- **Given text**
•••••
I remember being eager to meet my child for the first time. Rubbing coconut oil on my pregnant belly after a swim, I wondered what he'd be like (I was pretty sure I was going to birth a boy). Would he have blond hair like I did as a toddler? What color would his eyes be? Might he grow up to be tall and thin like his dad and my father? Might he become a world traveler? A teacher? An artist? A writer or musician? I dreamt about all kinds of things we'd do together, mother and son.

I had often wondered what I'd do if I were to have a disabled child. But, like any of us, I never truly believed it would happen to me. After all, I was so very healthy, especially after I quit my toxic job.

And then, two weeks before Calvin was born, doctors told us that something was terribly wrong—the lateral ventricles in our baby's brain were enlarged, possibly due to bleeds in his brain.

Yesterday, I held my tiny fourteen-year-old child in my arms as he seized on and off all day long. He had had two grand mals the night before, and he woke to another grand mal this morning. He's had more seizures in the last two-and-a-half days than he did in the entire month of September. I don't know what is going on.

Am I giving him too much CBD, or does he need more? Is he going through a growth spurt? I swear he is taller than just a few weeks ago. Are puberty's hormones causing this bad streak? Is he sick again? Is he experiencing a latent spate of benzodiazepine withdrawal?

I ask myself these questions often. Yesterday, while coaxing Calvin to drink even the slightest bit of water, I realized no one would do what I do for Calvin, not even in a hospital or nursing home. In some ways I feel more like his nursemaid than his mother—safely lifting him from his bed to his changing table and back again, taking his rectal temperature, monitoring his bowel movements, giving him daily suppositories, sometimes having to digitally remove his stool, syringing water in his mouth when he won't drink, giving him rescue meds when waves of seizures come, researching new medicines and treatments for epilepsy, constipation etc., making THCA cannabis oil, trying to collect urine for laboratory testing by placing cotton balls in his diaper, waking up scores of times nightly to check on him, lie him back down and cover him, tend to him if he is seizing.

After the third grand mal in as many days, plus the unknown number of partial complex seizures in-between, Michael and I decided to give Calvin Diastat—rectal Valium—to stop the cluster. So far it has worked. What I do next, I am not certain. I'm not a doctor, and neurologists rarely, if ever, have the answers. So I'll have to consult with other parents on social media, and I'll have to trust my motherly gut, and employ my nursemaid power.
•••••
- **Problems to work on**
a - In the essay about caring for Calvin, what did Michael and the narrator give Calvin to stop the cluster of seizures?
b - List every possible cause the essay's narrator asks about as an explanation for Calvin's recent increase in seizures.
The items that come after this point are not needed.
•••••
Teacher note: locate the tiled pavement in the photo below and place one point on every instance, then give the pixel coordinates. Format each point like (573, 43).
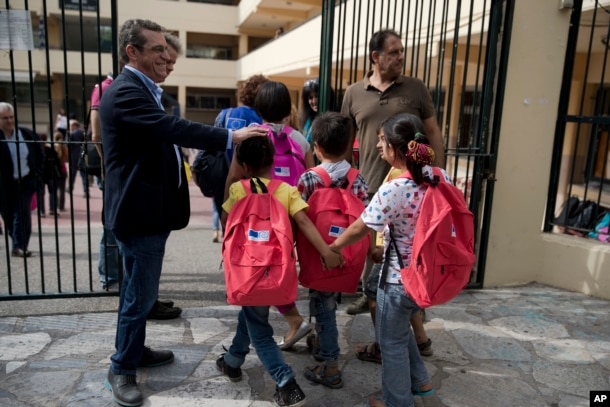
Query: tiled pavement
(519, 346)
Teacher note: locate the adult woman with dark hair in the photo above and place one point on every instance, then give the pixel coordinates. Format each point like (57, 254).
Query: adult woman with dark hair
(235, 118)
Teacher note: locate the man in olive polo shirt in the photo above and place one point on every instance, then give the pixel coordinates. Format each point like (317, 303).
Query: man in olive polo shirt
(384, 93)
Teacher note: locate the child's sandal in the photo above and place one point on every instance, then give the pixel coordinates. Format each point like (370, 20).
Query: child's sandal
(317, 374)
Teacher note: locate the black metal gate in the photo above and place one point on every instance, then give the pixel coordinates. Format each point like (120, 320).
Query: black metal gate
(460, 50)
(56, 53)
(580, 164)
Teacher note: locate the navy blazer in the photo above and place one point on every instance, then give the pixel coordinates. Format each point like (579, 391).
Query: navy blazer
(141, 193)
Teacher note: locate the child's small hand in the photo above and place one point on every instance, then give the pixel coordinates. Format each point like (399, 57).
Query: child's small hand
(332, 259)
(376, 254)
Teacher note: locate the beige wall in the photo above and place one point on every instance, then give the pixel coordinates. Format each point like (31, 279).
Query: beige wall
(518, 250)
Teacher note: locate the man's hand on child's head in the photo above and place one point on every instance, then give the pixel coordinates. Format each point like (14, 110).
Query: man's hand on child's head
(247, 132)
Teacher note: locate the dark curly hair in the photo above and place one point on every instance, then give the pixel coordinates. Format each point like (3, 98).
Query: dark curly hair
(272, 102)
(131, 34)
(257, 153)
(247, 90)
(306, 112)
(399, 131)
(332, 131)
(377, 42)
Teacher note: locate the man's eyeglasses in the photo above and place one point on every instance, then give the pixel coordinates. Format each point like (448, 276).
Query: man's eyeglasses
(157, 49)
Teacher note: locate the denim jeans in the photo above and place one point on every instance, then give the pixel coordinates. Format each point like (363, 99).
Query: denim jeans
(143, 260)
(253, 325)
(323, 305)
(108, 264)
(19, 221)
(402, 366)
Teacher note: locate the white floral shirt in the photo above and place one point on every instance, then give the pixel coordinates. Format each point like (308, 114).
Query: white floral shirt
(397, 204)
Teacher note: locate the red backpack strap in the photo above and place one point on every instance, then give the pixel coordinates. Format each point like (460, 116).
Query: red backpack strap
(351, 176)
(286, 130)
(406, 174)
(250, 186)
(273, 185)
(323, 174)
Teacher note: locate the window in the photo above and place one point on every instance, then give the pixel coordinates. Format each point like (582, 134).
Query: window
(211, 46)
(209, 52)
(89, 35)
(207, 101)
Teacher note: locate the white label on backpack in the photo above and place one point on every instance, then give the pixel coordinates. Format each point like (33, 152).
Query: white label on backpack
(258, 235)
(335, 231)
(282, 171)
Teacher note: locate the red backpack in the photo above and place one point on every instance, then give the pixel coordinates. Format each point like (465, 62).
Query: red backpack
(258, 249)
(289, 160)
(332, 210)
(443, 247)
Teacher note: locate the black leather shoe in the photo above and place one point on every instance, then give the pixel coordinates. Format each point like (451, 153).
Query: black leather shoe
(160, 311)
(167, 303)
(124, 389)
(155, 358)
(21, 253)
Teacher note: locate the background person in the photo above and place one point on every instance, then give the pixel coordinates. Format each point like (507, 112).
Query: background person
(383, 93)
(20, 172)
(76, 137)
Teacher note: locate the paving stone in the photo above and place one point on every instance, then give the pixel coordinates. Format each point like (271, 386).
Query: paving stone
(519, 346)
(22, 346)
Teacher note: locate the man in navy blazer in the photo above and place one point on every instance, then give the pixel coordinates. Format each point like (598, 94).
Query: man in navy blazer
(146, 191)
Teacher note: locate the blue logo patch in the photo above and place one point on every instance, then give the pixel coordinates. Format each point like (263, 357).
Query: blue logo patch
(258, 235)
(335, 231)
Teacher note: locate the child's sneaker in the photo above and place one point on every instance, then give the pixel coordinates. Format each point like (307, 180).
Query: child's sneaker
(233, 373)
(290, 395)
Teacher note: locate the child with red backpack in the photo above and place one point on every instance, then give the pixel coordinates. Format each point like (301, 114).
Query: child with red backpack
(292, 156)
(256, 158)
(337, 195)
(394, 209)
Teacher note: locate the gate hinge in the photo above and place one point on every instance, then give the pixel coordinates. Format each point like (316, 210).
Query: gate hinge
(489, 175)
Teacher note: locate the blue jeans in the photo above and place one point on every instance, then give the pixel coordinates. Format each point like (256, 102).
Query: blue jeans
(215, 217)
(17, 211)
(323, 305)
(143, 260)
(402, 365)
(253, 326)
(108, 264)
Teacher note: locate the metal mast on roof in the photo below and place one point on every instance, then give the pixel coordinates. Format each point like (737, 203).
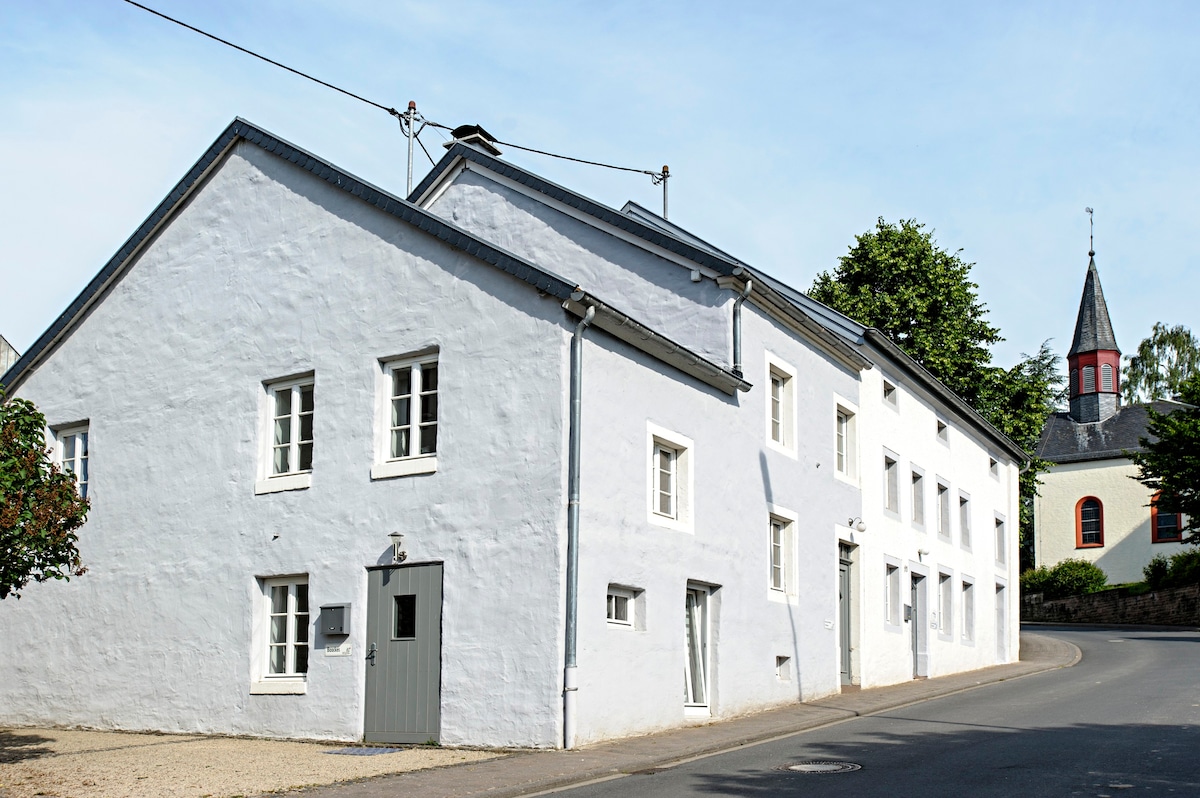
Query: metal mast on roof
•••••
- **Answers for the exercise**
a - They gave him Diastat, which is rectal Valium.

b -
- Too much CBD, or a need for more
- A growth spurt
- Puberty's hormones
- Being sick again
- A latent spate of benzodiazepine withdrawal